# Problem set:
a: In the RL circuit derivation, what name is given to equation (18)?
b: Reproduce everything in the RL circuit derivation from "In order to" down to "for k=1:length(t)".
c: Resume the RL circuit derivation from the point at which it stops.

— BEGIN Selected text —

To find the equation that describes the free current response of the system, we are going to write Kirchhoff’s Voltage Law (KVL):

$\begin{split} u(t) &= u_R (t) + u_L (t)\\ E &= R i(t) + L \frac{di(t)}{dt}\\ \end{split}$

If we replace i(t) with equation (1), we get:

$L \frac{d(i_{\text{forced}} + i_{\text{free}})}{dt} + R (i_{\text{forced}} + i_{\text{free}}) = E \tag{8}$
$L \frac{d i_{\text{forced}}}{dt} + R i_{\text{forced}} + L \frac{d i_{\text{free}}}{dt} + R i_{\text{free}}= E \tag{9}$

The forced current response is constant, which makes:

$L \frac{d i_{\text{forced}}}{dt} = 0 \tag{10}$

Also, from equation (5), we know that:

$R i_{\text{forced}} = E \tag{11}$

Replacing (10) and (11) in (9) gives:

$L \frac{d i_{\text{free}}}{dt} +R i_{\text{free}} = 0 \tag{12}$

From equation (12) we can see that the free response does not depend on the voltage source E. A solution of the differential equation could be:

$i_{\text{free}} (t) = I_{\text{free}} e^{pt} \tag{13}$

The initial value of the free response is:

$i_{\text{free}} (0) = I_{\text{free}} e^{0} =I_{\text{free}} = – \frac{E}{R} \tag{14}$

The differential of the solution (13) is:

$\frac{d i_{\text{free}}}{dt} = I_{\text{free}} p e^{pt} \tag{15}$

Replacing the solution (13) and its derivative (15) in equation (12) gives:

$L I_{\text{free}} p e^{pt} + R I_{\text{free}} e^{pt} = 0 \tag{16}$

or

$(Lp + R) I_{\text{free}} e^{pt} = 0 \tag{17}$

Since the time t is zero or positive, the term ept can not be zero. This means that the only solution for the equation (17) can be found from:

$(Lp + R) = 0 \tag{18}$

The equation (18) is called the characteristic equation of the R, L elements. The solution of the equation is:

$p = – \frac{R}{L} \tag{19}$

Replacing (14) and (19) in (13) we get the general solution of the free response:

$i_{\text{free}} (t) =- \frac{E}{R} e^{- \frac{R}{L} t} \tag{20}$

The time constant T [s] of our RL circuit is given by:

$T = \frac{L}{R} \tag{21}$

The final expression of the free response is:

$\bbox[#FFFF9D]{i_{\text{free}} (t) =- \frac{E}{R} e^{- \frac{t}{T}}} \tag{22}$

Replacing equation (5) and (22) in (1) gives the combined current response of a series RL circuit for a step input:

$\bbox[#FFFF9D]{i(t) = \frac{E}{R}- \frac{E}{R} e^{- \frac{t}{T}}} \tag{23}$

In order to visualize the response of a series RL circuit, for a step voltage input, we are going to use the following Scilab script:

// Circuit parameters
E = 12;
R = 0.3;
L = 0.04;
T = L/R;
t = 0:0.01:1;

// Forced response
i_forced = E/R;

// Free and combined response
for k=1:length(t)

— END Selected text —
— BEGIN Supplied records —

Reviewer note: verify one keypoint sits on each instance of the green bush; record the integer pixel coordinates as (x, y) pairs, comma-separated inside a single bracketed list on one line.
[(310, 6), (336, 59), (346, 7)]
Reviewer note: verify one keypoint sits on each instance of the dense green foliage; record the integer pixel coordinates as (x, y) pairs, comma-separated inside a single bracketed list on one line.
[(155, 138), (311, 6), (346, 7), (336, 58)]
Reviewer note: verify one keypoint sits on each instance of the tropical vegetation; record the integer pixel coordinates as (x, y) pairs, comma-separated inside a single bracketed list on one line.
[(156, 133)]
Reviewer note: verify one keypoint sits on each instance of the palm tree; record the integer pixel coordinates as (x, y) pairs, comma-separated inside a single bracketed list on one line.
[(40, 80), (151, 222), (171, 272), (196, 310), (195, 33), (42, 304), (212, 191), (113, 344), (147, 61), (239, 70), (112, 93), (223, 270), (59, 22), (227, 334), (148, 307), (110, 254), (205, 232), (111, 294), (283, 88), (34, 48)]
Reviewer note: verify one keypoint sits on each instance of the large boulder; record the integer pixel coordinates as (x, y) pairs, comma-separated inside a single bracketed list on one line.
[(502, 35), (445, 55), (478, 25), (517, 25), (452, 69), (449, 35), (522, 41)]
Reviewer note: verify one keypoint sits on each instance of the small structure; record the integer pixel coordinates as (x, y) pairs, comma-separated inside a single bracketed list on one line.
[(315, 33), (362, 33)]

— END Supplied records —

# The responses:
a: It is called the characteristic equation of the R, L elements.

b:
In order to visualize the response of a series RL circuit, for a step voltage input, we are going to use the following Scilab script:

// Circuit parameters
E = 12;
R = 0.3;
L = 0.04;
T = L/R;
t = 0:0.01:1;

// Forced response
i_forced = E/R;

// Free and combined response
for k=1:length(t)

c:
i_free(k) = - (E/R)*exp(-t(k)/T);
i(k) = i_forced + i_free(k);
end

// Plot of the current response at step input voltage
plot(t,ones(1,length(t))*i_forced), xgrid()
ha=gca();
ha.data_bounds=[min(t),min(i_free);max(t),i_forced+10];
plot(t,i_free,'r')
plot(t,i,'m')
legend('i_forced','i_free','i = i_forced + i_free',4)
xlabel('t [s]','FontSize',2)
ylabel('i [A]','FontSize',2)

By running the above instruction is a Scilab script file (*.sce), we get the following graphical window:

Image: RL series circuit – forced, free and combined current response

As expected, the combined current response i is made up from the superposition of the forced iforced and free ifree current responses.

In order to make sure that our calculations are correct, we are going to integrate the differential equation derived from KVL, using the ode() Scilab function.

deff('iprim=f(t,i)','iprim=(1/L)*(E-R*i)');
t0=0; tinc=0.01; tf=1; t=t0:tinc:tf;
i0=0;
i=ode(i0,t0,t,f);
plot(t,i,'r'), xgrid
xlabel('t [s]','FontSize',2)
ylabel('i [A]','FontSize',2)
title('$\Large{\frac{di(t)}{dt}=\frac{1}{L} (E-Ri(t))}$')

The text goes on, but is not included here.